## Data excerpts:
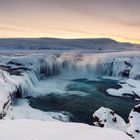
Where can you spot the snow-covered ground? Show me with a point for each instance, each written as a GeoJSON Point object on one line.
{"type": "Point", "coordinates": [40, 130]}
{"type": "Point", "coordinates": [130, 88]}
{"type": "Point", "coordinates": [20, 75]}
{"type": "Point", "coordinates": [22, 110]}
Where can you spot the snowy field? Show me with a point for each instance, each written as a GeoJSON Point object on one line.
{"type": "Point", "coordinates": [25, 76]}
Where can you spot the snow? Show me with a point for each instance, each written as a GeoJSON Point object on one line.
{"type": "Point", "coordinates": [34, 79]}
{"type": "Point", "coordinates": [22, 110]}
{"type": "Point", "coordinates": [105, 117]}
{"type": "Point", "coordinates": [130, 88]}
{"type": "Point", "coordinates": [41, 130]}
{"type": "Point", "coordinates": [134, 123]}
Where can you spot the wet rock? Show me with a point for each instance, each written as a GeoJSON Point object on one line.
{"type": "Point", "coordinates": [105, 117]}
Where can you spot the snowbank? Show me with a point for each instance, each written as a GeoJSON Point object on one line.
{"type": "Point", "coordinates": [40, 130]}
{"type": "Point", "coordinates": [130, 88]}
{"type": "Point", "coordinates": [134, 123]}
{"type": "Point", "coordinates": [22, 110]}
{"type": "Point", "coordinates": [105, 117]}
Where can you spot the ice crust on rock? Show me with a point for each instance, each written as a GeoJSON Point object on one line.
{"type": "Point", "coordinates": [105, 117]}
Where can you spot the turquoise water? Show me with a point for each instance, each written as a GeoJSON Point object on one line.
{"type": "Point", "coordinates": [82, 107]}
* * *
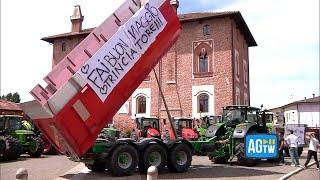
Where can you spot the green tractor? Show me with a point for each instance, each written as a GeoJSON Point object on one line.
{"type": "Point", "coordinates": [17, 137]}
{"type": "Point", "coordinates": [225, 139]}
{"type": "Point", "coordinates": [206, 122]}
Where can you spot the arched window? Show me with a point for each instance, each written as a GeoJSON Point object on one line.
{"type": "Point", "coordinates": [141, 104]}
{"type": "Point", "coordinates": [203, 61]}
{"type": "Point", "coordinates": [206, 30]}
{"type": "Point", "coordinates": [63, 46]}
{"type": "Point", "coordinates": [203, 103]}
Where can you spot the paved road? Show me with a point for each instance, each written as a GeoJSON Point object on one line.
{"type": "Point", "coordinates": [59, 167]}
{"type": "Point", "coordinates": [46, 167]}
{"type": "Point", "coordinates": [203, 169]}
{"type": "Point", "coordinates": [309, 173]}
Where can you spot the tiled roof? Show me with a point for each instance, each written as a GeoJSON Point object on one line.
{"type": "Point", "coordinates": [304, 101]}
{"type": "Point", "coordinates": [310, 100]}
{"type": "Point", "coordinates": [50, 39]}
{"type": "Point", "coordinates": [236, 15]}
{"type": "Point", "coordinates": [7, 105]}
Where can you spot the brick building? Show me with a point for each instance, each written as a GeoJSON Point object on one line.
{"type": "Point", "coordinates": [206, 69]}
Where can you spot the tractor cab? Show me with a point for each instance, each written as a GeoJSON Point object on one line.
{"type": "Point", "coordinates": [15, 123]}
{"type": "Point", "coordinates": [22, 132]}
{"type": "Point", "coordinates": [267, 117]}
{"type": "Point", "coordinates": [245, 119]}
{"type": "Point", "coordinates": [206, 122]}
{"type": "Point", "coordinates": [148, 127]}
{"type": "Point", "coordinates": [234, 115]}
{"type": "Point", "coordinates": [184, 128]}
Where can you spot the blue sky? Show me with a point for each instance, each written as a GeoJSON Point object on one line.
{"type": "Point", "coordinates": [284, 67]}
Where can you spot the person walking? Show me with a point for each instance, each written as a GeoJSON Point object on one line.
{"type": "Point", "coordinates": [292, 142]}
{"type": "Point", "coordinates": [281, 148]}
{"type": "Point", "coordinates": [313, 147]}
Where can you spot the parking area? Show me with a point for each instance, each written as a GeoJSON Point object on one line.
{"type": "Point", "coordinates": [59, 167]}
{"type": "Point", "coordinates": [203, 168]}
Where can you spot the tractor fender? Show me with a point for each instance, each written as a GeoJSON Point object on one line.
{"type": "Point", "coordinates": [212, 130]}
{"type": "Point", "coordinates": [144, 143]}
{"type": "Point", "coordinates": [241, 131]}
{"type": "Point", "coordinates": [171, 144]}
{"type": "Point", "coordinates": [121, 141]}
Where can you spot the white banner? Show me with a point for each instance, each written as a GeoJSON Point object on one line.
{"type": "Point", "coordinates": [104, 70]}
...
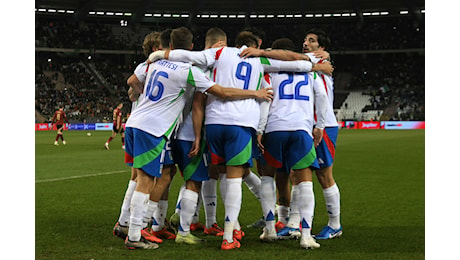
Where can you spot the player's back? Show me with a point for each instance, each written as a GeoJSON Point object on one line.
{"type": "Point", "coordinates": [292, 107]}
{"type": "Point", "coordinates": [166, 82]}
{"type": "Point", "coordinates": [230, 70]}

## Task requirements:
Pull out each line of the entries above that contains the string "rock", treating uppercase and lowercase as different.

## Problem solution:
Where can you spot the wet rock? Show me with a point for each instance, each written as a GeoJSON Point object on one line.
Where can you spot the ice crust on rock? Show me with a point for each instance, each written as a GeoJSON Point object on one line.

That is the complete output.